EXERCISE INSTRUCTIONS — Reproduce the material below line for line, keeping every character, space, and line break unchanged.

SUPPLIED DATA start

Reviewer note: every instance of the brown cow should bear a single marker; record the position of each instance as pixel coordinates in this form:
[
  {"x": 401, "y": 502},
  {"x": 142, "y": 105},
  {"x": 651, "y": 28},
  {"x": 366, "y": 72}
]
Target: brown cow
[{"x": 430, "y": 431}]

SUPPLIED DATA end

RESULT OF THE EXERCISE —
Reviewer note: every instance of the brown cow should bear a single marker; record the position of each instance as pixel coordinates in this form:
[
  {"x": 401, "y": 502},
  {"x": 142, "y": 105},
  {"x": 651, "y": 28},
  {"x": 366, "y": 72}
]
Target: brown cow
[{"x": 430, "y": 431}]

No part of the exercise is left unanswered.